_Exercise material_:
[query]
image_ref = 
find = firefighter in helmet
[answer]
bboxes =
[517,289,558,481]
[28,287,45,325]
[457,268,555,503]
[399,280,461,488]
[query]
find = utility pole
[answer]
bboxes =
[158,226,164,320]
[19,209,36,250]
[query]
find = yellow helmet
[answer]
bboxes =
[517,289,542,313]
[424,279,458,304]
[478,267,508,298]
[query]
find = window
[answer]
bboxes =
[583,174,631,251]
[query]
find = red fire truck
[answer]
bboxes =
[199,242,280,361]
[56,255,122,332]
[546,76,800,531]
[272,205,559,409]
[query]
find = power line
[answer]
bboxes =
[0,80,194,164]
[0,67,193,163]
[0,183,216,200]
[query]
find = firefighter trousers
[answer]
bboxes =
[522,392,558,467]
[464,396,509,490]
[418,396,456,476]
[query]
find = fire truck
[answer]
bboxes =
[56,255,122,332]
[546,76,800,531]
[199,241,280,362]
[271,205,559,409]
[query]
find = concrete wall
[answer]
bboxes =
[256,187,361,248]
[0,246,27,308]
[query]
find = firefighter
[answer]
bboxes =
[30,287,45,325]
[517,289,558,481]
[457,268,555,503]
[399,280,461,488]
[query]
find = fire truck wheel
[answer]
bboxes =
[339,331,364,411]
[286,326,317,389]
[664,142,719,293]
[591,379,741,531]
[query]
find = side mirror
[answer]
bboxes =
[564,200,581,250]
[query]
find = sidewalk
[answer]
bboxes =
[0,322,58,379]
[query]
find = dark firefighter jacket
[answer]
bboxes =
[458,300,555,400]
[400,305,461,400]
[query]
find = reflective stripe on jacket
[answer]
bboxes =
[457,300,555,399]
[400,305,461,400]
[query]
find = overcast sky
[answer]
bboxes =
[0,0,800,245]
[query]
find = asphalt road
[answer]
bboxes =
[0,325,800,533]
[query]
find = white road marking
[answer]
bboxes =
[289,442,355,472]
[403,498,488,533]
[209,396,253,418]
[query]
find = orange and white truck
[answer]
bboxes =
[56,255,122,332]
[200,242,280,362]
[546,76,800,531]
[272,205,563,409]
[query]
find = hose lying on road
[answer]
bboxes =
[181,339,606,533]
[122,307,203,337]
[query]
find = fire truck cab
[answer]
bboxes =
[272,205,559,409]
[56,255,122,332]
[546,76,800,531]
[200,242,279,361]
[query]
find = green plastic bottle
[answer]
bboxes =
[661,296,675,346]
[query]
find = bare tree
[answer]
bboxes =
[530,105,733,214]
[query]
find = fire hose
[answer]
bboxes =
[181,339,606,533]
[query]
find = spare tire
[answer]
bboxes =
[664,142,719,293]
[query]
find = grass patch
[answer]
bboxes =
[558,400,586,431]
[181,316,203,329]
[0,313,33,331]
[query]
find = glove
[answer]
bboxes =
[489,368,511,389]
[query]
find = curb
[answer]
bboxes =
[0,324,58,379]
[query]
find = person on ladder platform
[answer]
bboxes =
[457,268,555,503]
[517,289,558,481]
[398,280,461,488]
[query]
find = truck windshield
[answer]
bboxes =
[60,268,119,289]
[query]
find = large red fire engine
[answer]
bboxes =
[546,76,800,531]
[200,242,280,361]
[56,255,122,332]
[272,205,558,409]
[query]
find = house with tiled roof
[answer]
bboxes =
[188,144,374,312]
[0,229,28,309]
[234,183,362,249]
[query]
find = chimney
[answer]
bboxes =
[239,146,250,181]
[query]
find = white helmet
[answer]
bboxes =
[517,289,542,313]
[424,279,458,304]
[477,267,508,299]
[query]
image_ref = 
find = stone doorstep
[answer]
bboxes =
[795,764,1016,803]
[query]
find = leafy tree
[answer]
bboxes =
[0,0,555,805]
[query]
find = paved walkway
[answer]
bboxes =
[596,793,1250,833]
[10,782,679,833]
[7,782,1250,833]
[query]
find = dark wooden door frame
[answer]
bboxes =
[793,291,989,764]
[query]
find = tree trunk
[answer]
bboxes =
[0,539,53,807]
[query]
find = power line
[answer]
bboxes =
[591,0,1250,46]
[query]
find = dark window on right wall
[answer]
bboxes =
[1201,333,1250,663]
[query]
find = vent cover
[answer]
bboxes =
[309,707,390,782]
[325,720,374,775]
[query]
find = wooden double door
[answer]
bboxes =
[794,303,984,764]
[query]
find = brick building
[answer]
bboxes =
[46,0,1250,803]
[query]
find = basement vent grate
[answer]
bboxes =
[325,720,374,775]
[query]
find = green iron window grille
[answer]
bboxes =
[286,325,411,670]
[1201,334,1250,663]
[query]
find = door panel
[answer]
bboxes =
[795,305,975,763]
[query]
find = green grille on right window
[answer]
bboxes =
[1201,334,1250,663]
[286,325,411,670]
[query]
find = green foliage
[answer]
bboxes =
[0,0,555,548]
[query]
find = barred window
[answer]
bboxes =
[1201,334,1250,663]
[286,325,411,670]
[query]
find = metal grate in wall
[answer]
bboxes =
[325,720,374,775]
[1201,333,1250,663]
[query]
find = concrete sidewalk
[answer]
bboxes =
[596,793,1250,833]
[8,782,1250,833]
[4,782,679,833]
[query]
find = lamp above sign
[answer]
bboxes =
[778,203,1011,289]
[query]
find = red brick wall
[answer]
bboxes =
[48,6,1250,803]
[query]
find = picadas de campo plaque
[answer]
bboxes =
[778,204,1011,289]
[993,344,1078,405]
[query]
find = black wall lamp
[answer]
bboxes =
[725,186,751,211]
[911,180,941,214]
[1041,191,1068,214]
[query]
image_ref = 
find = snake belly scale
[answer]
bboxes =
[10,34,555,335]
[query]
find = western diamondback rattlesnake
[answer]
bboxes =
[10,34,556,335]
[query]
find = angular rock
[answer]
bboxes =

_What the task asks_: Can you reproduce all the records above with every "fire truck" changed to "fire engine" and nothing else altered?

_Response to the task_:
[query]
image_ref = 
find = firefighter in helmet
[answer]
bboxes =
[517,289,558,481]
[28,287,45,325]
[457,268,555,503]
[399,280,461,488]
[query]
find = utility pole
[answer]
bboxes =
[158,226,164,320]
[19,209,36,250]
[query]
find = yellow helmet
[answer]
bboxes =
[517,289,542,313]
[424,279,458,304]
[478,267,508,298]
[query]
find = window
[answer]
bboxes =
[583,174,631,251]
[query]
find = red fire engine
[answer]
bboxes =
[199,242,280,361]
[56,255,122,332]
[546,76,800,531]
[272,205,559,409]
[query]
find = power line
[answer]
bboxes =
[0,80,194,164]
[0,67,193,163]
[0,183,216,200]
[query]
find = firefighter trousers
[answer]
bboxes =
[522,392,558,467]
[464,396,509,490]
[418,396,456,476]
[query]
find = fire engine
[answer]
bboxes =
[56,255,122,332]
[546,76,800,531]
[199,241,280,362]
[271,205,559,409]
[query]
find = concrete wall
[answer]
bboxes =
[256,187,361,248]
[0,246,27,308]
[query]
find = firefighter
[answer]
bboxes =
[30,287,45,325]
[517,289,558,481]
[457,268,555,503]
[399,280,461,488]
[query]
find = fire engine wheel
[answer]
bboxes =
[339,331,364,411]
[286,326,317,389]
[664,142,719,293]
[591,379,741,531]
[query]
find = side mirror
[answer]
bboxes =
[564,200,581,250]
[query]
find = sidewalk
[answer]
bboxes =
[0,322,58,379]
[query]
find = dark firefighter jacket
[answer]
bboxes =
[458,300,555,400]
[400,305,461,400]
[query]
find = reflective stripe on jacket
[answer]
bboxes =
[457,300,555,399]
[400,305,461,400]
[query]
find = overcast sky
[answer]
bboxes =
[0,0,800,245]
[query]
find = asphalt road
[answer]
bboxes =
[0,325,800,533]
[query]
find = white road marking
[answer]
bboxes =
[289,442,355,472]
[403,498,488,533]
[209,396,253,418]
[query]
find = orange and white truck
[answer]
bboxes =
[56,255,122,332]
[200,242,280,362]
[546,76,800,531]
[272,205,563,409]
[query]
find = hose lying on road
[answer]
bboxes =
[181,339,606,533]
[122,307,203,337]
[query]
find = fire engine cab
[answer]
bboxes =
[272,205,559,409]
[56,255,122,332]
[546,76,800,531]
[200,242,279,361]
[query]
find = green plastic bottle
[answer]
bboxes =
[661,296,675,346]
[query]
find = bare tree
[answer]
bboxes =
[530,105,733,214]
[query]
find = fire hose
[answer]
bboxes =
[181,339,606,533]
[query]
find = spare tire
[answer]
bboxes =
[664,142,719,293]
[query]
find = grass patch
[answer]
bboxes =
[558,400,586,431]
[181,316,203,329]
[0,313,33,331]
[query]
find = glove
[answer]
bboxes =
[489,368,511,389]
[query]
find = curb
[answer]
bboxes =
[0,324,58,379]
[query]
find = person on ladder platform
[answer]
bboxes =
[457,268,555,503]
[517,289,558,481]
[398,280,461,488]
[query]
find = truck windshield
[answer]
bboxes =
[60,268,119,289]
[query]
find = large red fire engine
[answer]
bboxes =
[546,76,800,531]
[200,242,280,361]
[56,255,122,332]
[272,205,558,409]
[query]
find = house with tiled roof
[answer]
bboxes =
[188,144,374,312]
[0,229,28,309]
[234,183,362,249]
[query]
find = chimney
[answer]
bboxes =
[239,146,250,181]
[query]
find = white helmet
[answer]
bboxes =
[517,289,542,313]
[424,279,458,304]
[477,267,508,299]
[query]
image_ref = 
find = stone doorstep
[answer]
bboxes =
[795,764,1016,803]
[query]
find = leafy tree
[answer]
bboxes =
[0,0,555,805]
[query]
find = paved walkway
[answer]
bboxes =
[596,793,1250,833]
[10,782,679,833]
[7,782,1250,833]
[query]
find = dark wooden door frame
[answer]
bboxes =
[793,291,989,764]
[query]
find = tree trunk
[answer]
bboxes =
[0,539,53,807]
[query]
find = power line
[answer]
bboxes =
[591,0,1250,46]
[query]
find = dark window on right wall
[answer]
bboxes =
[1201,333,1250,663]
[query]
find = vent cover
[answer]
bboxes =
[309,707,390,782]
[325,720,374,775]
[query]
find = wooden double door
[answer]
bboxes =
[794,303,984,764]
[query]
find = brick building
[answer]
bboxes =
[46,0,1250,803]
[query]
find = basement vent grate
[answer]
bboxes =
[325,720,374,775]
[query]
find = green iron window grille
[answer]
bboxes =
[286,325,411,670]
[1201,334,1250,663]
[query]
find = door panel
[answer]
bboxes =
[795,305,975,763]
[query]
find = green grille on right window
[answer]
bboxes =
[1201,334,1250,663]
[286,325,411,670]
[query]
find = green foliage
[answer]
bboxes =
[0,0,555,548]
[query]
find = barred window
[answer]
bboxes =
[1201,334,1250,663]
[286,325,411,670]
[query]
find = metal grate in wall
[answer]
bboxes =
[325,720,374,775]
[1201,333,1250,663]
[query]
find = concrete sidewalk
[answer]
bboxes =
[596,793,1250,833]
[8,782,1250,833]
[4,782,679,833]
[query]
find = lamp above sign
[answer]
bboxes =
[778,203,1011,289]
[query]
find = red brick wall
[answer]
bboxes =
[48,6,1250,803]
[query]
find = picadas de campo plaque
[answer]
bboxes =
[778,204,1011,289]
[993,344,1078,405]
[query]
find = black wall lamp
[answer]
bboxes =
[725,186,751,211]
[911,180,941,214]
[1041,191,1068,214]
[query]
image_ref = 
find = snake belly scale
[answer]
bboxes =
[10,34,555,335]
[query]
find = western diamondback rattlesnake
[answer]
bboxes =
[10,34,556,335]
[query]
find = angular rock
[answer]
bboxes =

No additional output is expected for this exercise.